--- Material to process ---
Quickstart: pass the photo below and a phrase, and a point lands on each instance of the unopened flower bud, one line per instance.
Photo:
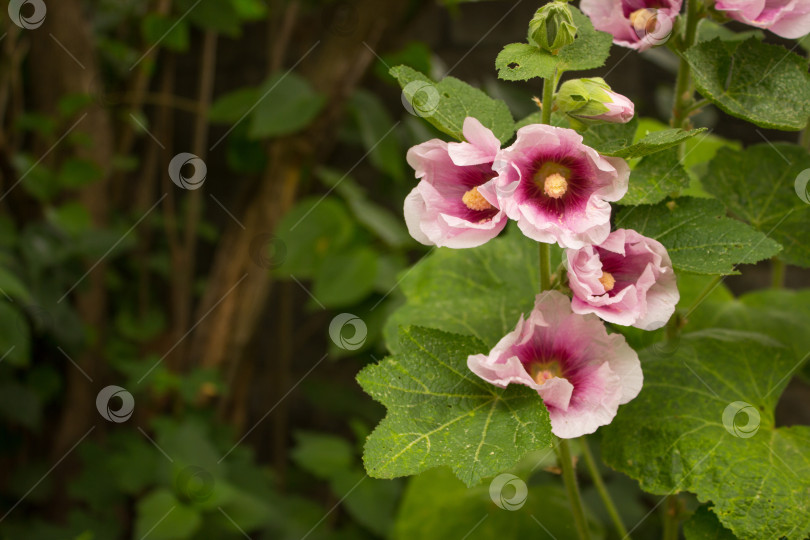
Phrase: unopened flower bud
(552, 27)
(590, 100)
---
#### Aim of the exercise:
Please repeat the data above with every "unopened flower bud" switched to "closed flower bud" and nothing else changed, leaving out the pictures.

#### Task output:
Quickstart: pass the photo below and a phrase, and a point lands on each instance of the closed flower bud, one line per instance.
Photo:
Phrase: closed flower bud
(552, 27)
(590, 100)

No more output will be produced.